Reproduce all of the data exactly.

-- start --

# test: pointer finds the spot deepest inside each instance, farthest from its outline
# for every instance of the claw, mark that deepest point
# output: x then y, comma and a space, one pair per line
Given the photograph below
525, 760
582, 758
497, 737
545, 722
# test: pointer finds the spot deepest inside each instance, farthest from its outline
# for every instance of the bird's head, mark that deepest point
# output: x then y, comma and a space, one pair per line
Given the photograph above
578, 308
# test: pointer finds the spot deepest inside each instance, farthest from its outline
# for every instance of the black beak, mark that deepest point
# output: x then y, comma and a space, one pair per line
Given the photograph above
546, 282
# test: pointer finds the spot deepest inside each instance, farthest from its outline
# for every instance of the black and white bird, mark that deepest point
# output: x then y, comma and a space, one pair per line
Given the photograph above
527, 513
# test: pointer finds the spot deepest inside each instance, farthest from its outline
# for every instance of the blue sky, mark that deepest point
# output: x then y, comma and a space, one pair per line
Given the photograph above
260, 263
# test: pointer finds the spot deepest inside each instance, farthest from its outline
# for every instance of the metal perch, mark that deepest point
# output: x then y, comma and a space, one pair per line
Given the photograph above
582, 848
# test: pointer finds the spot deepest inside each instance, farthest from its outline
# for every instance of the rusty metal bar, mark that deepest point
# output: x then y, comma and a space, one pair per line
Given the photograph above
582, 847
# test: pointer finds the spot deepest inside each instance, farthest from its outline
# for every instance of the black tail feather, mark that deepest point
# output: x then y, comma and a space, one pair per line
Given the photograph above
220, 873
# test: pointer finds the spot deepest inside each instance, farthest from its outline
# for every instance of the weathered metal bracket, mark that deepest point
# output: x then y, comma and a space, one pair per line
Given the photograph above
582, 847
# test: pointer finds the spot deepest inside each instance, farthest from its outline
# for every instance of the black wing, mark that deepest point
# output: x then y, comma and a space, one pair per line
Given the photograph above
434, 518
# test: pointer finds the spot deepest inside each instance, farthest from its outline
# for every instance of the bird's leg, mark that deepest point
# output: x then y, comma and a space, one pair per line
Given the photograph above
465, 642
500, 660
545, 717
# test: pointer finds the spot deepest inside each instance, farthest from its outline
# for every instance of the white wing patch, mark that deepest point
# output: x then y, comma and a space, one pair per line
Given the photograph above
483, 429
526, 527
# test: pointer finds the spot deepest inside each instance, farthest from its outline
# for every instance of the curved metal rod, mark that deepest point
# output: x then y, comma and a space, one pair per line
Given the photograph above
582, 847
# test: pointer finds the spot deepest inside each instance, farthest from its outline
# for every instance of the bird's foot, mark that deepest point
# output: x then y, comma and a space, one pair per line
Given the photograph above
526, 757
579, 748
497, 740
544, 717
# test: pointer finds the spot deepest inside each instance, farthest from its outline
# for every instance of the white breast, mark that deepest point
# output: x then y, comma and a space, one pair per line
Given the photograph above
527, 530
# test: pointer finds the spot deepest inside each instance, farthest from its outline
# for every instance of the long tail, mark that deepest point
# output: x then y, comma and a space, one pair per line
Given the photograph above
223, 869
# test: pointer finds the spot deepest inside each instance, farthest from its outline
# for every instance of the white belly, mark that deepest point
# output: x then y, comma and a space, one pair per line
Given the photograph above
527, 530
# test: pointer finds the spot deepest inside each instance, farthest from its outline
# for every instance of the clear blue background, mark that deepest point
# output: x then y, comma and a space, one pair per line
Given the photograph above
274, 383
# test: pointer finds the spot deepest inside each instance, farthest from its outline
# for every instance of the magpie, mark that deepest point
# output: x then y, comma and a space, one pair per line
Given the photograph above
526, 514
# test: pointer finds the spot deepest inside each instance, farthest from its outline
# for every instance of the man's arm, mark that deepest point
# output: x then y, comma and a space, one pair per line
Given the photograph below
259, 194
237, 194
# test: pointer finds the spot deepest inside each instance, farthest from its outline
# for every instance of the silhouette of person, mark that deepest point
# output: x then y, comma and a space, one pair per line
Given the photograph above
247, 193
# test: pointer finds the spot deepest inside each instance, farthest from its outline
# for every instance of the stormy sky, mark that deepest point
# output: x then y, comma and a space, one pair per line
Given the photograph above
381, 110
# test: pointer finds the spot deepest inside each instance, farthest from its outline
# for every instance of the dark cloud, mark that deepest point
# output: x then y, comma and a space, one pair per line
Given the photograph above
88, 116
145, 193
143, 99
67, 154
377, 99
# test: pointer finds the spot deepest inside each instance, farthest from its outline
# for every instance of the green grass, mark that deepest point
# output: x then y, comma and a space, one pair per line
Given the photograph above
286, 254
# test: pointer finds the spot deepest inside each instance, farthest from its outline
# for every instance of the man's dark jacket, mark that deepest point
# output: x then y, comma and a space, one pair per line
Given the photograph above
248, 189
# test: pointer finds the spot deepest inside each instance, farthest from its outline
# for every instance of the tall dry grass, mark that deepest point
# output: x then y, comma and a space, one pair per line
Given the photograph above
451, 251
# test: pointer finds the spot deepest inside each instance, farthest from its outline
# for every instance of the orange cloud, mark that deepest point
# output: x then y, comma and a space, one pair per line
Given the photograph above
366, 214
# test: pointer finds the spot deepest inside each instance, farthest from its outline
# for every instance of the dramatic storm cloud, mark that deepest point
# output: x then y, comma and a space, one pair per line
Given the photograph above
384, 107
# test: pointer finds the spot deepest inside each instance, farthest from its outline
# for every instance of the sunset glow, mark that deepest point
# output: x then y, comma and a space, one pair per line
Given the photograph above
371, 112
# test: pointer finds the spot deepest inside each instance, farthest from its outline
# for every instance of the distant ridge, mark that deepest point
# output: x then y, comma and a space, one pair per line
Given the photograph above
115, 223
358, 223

-- end --

* RESPONSE TO THIS EXERCISE
# test: pointer finds the spot deepest inside each instance, farthest from its outline
# for every instance of the claw, mark that deepest point
# output: x then y, comma and a space, one pair per line
Given the photograph below
525, 760
582, 758
497, 737
545, 722
# test: pointer finds the spot deepest inside each instance, farthest from its outline
# for every instance of the bird's head, mark that deepest point
# output: x then y, comma and a space, one pair per line
Given the photograph above
578, 308
# test: pointer finds the spot deepest inside each instance, farthest from its outline
# for every instance of the black beak, mark that deepest point
# output: x then y, comma and a space, one pair per line
Given the photograph above
546, 282
# test: pointer finds the spot deepest inside each instance, farthest from its outline
# for every instance of the black and white bird, mark that deepest point
# output: x then y, comma and a space, one pair per line
Given the photograph above
527, 513
# test: pointer finds the spot deepest inside each instance, farthest from its outline
# for every instance of the blue sky, mark that deepest point
# output: x then y, comma and a space, one pair per line
Given the photograph above
260, 263
# test: pointer finds the spot deepest inside each instance, farthest from its outline
# for every instance of the metal perch, mark that deepest point
# output: x then y, comma and a space, one pair per line
Given the photograph above
582, 848
# test: pointer finds the spot deepest inside each instance, farthest from its outline
# for every instance of the rusty metal bar, mark that deepest point
# output: x then y, comma and a space, one pair per line
Given the photograph above
582, 847
# test: pointer finds the spot deepest inside each instance, farthest from its outline
# for every instance of the black tail feather, mark that deepest point
# output: x then y, comma and a space, one pair per line
Given the photograph above
220, 873
# test: pointer finds the spot deepest inside each instance, farthest from its outline
# for every instance of the weathered metal bracket, mark that deepest point
# output: x then y, comma and a space, one pair per line
Given the photograph above
582, 847
# test: pointer finds the spot deepest inside each instance, farthest from its outline
# for every instance of the black wing, mark that deepest point
# output: x then y, comma and a space, one pair per line
Given the photograph above
434, 518
# test: pointer finds the spot deepest inside each instance, farthest from its outline
# for every instance of the bird's leg, mark that deepest point
# output: x then y, comma and a space, one pair per line
Given the photograph above
465, 642
500, 660
545, 717
# test: pointer finds the spot deepest inside each instance, farthest from its outline
# for every instance of the white wing patch, mark that deepest point
# output: x then y, comma and a space, one pair per line
Given the photograph above
483, 429
526, 527
# test: pointer finds the spot deepest inside each instance, farthest from its outline
# for every instance of the curved metal rod, mark that deepest point
# output: x then y, comma and a space, one pair per line
Given the photograph above
582, 847
# test: pointer finds the spot deepest inside each instance, farthest from its outline
# for every instance of the bird's foot, mark that deepest point
# output: x then y, comma and a space, one pair per line
Given the photograph above
526, 757
579, 748
497, 740
544, 717
# test: pointer finds the spot deepest inside each instance, farthest from its outline
# for every instance of the white breast, mark that deepest point
# output: x then y, comma and a space, one pair per line
Given the photograph above
527, 530
# test: pointer finds the spot deepest inside each instance, farthest from its outline
# for every instance of the long tail, mark that deepest point
# output: x then y, comma and a space, one pair per line
Given the photograph above
223, 869
# test: pointer finds the spot deepest inside each instance, farthest from its outline
# for every instance of the white belly, mark that deepest point
# output: x then y, comma and a space, one pair per line
Given the photograph above
527, 530
# test: pointer finds the spot deepest inside each instance, farthest from its outline
# for every instance of the clear blue background, mark that deepest point
# output: x then y, comma and a space, one pair per line
Given the photograph above
274, 383
# test: pointer finds the spot deepest inside each instance, farthest from its outline
# for every instance of the magpie, mark that deepest point
# output: x then y, comma and a space, one pair per line
Given the photograph above
526, 514
# test: pointer finds the spot deepest inside each instance, farthest from its outline
# for every instance of the man's arm, mark that deepest point
# output: x then y, comma and a space, one pair per line
Given the photograph below
259, 194
237, 194
# test: pointer finds the spot deepest inside each instance, farthest from its outline
# for every instance of the silhouette of person, mark that deepest point
# output: x then y, comma and a space, one pair per line
Given the photograph above
247, 193
# test: pointer finds the spot deepest inside each instance, farthest from its outline
# for every instance of the stormy sky, mark that deepest point
# output: x then y, comma and a space, one pair per line
Given the photograph above
381, 110
# test: pointer finds the spot deepest inside each instance, farthest from its outline
# for every instance of the dark cloud, mark that deepest point
# output: x then y, comma and a space, one pair per line
Given the photograph above
88, 116
145, 193
143, 99
67, 154
377, 99
# test: pointer finds the spot deepest inside each instance, farthest from its outline
# for every instance of the green grass, mark that deepest point
# output: x then y, comma and a space, one pair per line
Given the photograph above
286, 254
# test: pointer finds the spot deepest inside each instance, farthest from its outline
# for every instance of the man's dark jacket, mark that deepest point
# output: x then y, comma and a space, one pair per line
Given the photograph above
248, 189
# test: pointer finds the spot deepest inside each instance, farthest from its outline
# for every instance of the tall dry grass, mark that deepest point
# output: x then y, comma and a space, one pair per line
Given the photograph above
451, 251
# test: pointer finds the spot deepest inside each instance, farthest from its outline
# for every instance of the orange cloud, mark that deepest point
# output: x then y, comma and a space, one pair per line
Given the photograph above
366, 214
# test: pointer finds the spot deepest inside each instance, farthest from its outline
# for every instance of the dramatic storm cloud, mark that deepest point
# output: x then y, comma and a space, one pair per line
Given the photograph above
384, 107
# test: pointer finds the spot deepest inside each instance, farthest from its outline
# for every instance of the sunset glow, mark that deepest point
# output: x then y, comma and a space, one pair per line
Given the photograph above
371, 112
# test: pointer finds the spot deepest inside each instance, farthest from its outline
# for every instance of the distant ridge, mark that deepest point
# output: x then y, comma and a space, one pair per line
Given the photograph above
115, 223
358, 223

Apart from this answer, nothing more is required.